▸ Given text
*****
Image: Burnet Laboratory Head Dr Raffi Gugasyan
Burnet Institute research is providing new insights into autoimmune disease, with a particular focus on the gene NF-kB1, and its role in keeping inflammation in the body under control.
Autoimmune disease occurs when the immune system malfunctions and attacks the body’s own tissues, causing an autoimmune disorder such as rheumatoid arthritis, lupus or multiple sclerosis.
The causes are often not well understood so treatments are commonly aimed at relieving the symptoms.
A collaborative study led by Burnet Laboratory Head Dr Raffi Gugasyan and top PhD student Ms Elisha de Valle found that when NF-kB1 is lacking in immune cells called Follicular (Fo) B cells, the Fo B cells produce antibodies called autoantibodies that target and destroy vital organs.
More specifically, the research demonstrated that Fo B cells lacking NF-kB1 secrete large amounts of the pro-inflammatory factor Interleukin-6 (IL-6), which stimulates the production of autoantibodies by the Fo B cells.
“What we’ve identified for the first time is that NF-kB1 sits on the IL-6 gene and keeps it silent, that’s the key finding,” Dr Gugasyan said of the study published in the Journal of Experimental Medicine.
“NF-kB1 is like a brake and when you take it away, or if it doesn’t function, the brake is released and you get systemic inflammatory autoimmune disease.”
Dr Gugasyan said the problem is caused by a mutation in the NF-kB1 gene, and people who have the NF-kB1 mutation are susceptible to certain diseases, which tend to develop later in life.
Being able to identify individuals with the mutation sets up a new biomarker with the potential to assist in the establishment of treatment protocols.
“There are more and more papers coming out highlighting an association between mutations in NF-kB1 and various types of inflammatory autoimmune diseases, so it’s larger than we may think,” Dr Gugasyan said.
*****
▸ Provided material
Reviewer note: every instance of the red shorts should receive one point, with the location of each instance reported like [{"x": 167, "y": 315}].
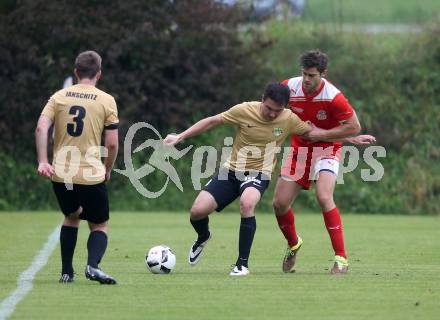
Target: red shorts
*****
▸ Problems to solve
A - List the autoimmune disorders that the NF-kB1 article names as examples.
B - Transcribe the NF-kB1 article from "More specifically, the" to "later in life.".
C - Please go on with the NF-kB1 article from its final sentence.

▸ Set of answers
A - rheumatoid arthritis, lupus, multiple sclerosis

B -
More specifically, the research demonstrated that Fo B cells lacking NF-kB1 secrete large amounts of the pro-inflammatory factor Interleukin-6 (IL-6), which stimulates the production of autoantibodies by the Fo B cells.
“What we’ve identified for the first time is that NF-kB1 sits on the IL-6 gene and keeps it silent, that’s the key finding,” Dr Gugasyan said of the study published in the Journal of Experimental Medicine.
“NF-kB1 is like a brake and when you take it away, or if it doesn’t function, the brake is released and you get systemic inflammatory autoimmune disease.”
Dr Gugasyan said the problem is caused by a mutation in the NF-kB1 gene, and people who have the NF-kB1 mutation are susceptible to certain diseases, which tend to develop later in life.

C -
“These are diseases like Crohn’s disease, inflammatory bowel disease, and potentially there are links to gastric cancer.
“In those scenarios, there’s more work that needs to be developed, but there’s certainly a strong genetic link; it just hasn’t evolved in terms of proving a strong correlation.”
Dr Gugasyan said this latest study opens up new opportunities for further research.
One strategy is to develop drugs that will target, not NF-kB1, but a sister protein called RELA that drives the IL-6 gene when NF-kB1 is not functioning.
A second option is to investigate the efficacy of treating individuals with an antibody to IL-6.
“This research is very exciting for us,” Dr Gugasyan said.
“We hope that we can take this further, but we also realise that it’s opened the door for many people to follow on from.
“In the short term, I think the anti-IL-6 therapy for individuals who have the
NF-kB1 mutation is something that can be addressed quite quickly.
“But first we need to talk to our industry partners and see if we can get their support in order to take this further and ultimately to the clinic, of course.”